::: THE DATA :::

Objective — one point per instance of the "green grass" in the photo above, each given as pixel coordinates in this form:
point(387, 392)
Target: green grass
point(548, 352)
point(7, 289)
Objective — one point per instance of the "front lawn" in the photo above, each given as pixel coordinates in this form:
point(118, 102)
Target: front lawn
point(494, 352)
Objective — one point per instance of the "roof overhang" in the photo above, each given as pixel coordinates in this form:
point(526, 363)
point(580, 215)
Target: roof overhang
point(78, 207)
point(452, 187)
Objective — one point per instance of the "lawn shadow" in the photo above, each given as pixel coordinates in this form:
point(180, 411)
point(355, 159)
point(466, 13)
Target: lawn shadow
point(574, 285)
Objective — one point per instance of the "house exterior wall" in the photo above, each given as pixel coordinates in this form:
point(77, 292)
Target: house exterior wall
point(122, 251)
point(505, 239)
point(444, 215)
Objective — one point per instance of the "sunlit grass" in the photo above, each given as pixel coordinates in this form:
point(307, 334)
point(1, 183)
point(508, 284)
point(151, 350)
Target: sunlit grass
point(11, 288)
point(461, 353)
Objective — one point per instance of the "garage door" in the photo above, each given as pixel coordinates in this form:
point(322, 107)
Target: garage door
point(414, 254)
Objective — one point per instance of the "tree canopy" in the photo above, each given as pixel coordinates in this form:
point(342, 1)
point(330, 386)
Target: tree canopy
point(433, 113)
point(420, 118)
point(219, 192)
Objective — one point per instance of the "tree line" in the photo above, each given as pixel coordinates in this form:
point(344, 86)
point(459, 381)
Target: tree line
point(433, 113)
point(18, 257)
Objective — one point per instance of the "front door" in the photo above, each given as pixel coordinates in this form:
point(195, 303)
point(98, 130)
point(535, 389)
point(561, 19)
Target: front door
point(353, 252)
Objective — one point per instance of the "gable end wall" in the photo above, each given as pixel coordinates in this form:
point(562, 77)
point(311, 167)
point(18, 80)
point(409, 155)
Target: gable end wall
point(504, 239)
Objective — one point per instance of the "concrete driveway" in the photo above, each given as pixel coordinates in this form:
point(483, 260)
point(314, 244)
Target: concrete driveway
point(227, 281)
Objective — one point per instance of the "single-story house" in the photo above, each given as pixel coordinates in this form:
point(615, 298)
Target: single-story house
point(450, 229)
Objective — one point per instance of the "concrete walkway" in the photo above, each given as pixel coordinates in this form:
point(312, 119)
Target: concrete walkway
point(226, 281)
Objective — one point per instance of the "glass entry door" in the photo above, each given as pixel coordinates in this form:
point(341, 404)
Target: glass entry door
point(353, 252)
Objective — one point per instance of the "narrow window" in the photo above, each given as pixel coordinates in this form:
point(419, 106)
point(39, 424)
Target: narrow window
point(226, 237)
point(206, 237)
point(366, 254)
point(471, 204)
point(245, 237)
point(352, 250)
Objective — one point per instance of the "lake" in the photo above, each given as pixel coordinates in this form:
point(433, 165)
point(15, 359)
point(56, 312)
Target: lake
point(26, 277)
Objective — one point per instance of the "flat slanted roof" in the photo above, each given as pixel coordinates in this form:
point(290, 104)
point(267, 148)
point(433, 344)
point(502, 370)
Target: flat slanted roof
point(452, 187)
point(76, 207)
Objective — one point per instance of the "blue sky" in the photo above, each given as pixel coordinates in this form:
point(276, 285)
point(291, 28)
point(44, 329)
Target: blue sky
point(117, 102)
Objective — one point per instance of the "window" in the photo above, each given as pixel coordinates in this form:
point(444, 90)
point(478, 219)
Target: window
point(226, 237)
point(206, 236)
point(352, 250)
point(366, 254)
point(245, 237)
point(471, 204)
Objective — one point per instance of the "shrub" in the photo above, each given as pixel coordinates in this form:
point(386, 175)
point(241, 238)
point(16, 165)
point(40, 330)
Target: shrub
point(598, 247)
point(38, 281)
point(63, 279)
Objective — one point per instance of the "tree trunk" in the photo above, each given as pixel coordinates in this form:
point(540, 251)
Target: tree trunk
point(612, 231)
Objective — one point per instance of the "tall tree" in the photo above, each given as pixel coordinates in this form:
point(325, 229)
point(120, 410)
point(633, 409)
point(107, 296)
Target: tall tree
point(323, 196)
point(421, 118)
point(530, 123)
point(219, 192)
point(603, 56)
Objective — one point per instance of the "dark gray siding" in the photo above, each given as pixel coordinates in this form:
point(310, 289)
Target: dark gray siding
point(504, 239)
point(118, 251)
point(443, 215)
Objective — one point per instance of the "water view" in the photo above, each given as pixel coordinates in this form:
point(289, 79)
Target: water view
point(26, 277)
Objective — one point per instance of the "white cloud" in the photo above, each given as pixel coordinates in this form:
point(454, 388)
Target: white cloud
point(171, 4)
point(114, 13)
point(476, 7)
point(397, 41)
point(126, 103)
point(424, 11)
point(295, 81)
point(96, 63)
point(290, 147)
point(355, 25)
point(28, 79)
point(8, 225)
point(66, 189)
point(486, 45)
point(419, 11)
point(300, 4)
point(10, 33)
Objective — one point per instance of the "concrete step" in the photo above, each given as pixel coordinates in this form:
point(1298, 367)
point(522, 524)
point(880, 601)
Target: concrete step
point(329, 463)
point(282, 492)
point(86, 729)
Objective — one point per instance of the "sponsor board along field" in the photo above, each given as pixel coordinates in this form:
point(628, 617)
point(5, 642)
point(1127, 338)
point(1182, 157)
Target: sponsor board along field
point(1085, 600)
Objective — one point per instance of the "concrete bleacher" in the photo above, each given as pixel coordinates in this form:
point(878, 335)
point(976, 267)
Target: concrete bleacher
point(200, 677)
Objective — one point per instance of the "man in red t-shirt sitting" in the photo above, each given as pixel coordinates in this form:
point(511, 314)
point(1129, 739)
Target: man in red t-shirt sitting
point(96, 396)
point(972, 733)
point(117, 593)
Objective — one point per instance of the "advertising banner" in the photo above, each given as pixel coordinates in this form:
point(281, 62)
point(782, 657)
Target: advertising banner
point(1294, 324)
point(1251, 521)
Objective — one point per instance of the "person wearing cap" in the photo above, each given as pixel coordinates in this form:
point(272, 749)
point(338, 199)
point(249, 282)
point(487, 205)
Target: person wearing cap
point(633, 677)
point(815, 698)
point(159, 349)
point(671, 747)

:::

**EXERCISE GOAL:** Both ends count here. Reproduce exactly the lines from the one containing "Target: concrete step" through the end of the listing.

**RESULT:**
Target: concrete step
point(329, 463)
point(282, 492)
point(86, 729)
Objective — one point per instance of the "sponsor board along field" in the photo above, each given as pixel coordinates in this form:
point(628, 617)
point(5, 642)
point(1127, 338)
point(1182, 157)
Target: sponsor board along field
point(1085, 600)
Objective — one point per instance of the "concrete bleacher" in the photo above, each given as pixel coordinates in this form:
point(878, 335)
point(976, 267)
Target: concrete bleacher
point(200, 677)
Objective — one point per instance of the "man in red t-shirt sitting" in the photo above, each given as pixel coordinates in this form:
point(511, 314)
point(1129, 739)
Target: man in red t-shirt sitting
point(96, 396)
point(972, 733)
point(117, 593)
Objective — one point per instance of the "advertising banner" in the photo above, each given as pixel coordinates in this form:
point(281, 62)
point(782, 657)
Target: advertising banner
point(1294, 324)
point(1251, 521)
Objective — one point per instance of the "person wearing cap" in the photo above, each given as pixel coordinates in this form:
point(272, 749)
point(338, 199)
point(249, 282)
point(487, 205)
Target: person wearing cap
point(633, 677)
point(815, 698)
point(159, 349)
point(671, 747)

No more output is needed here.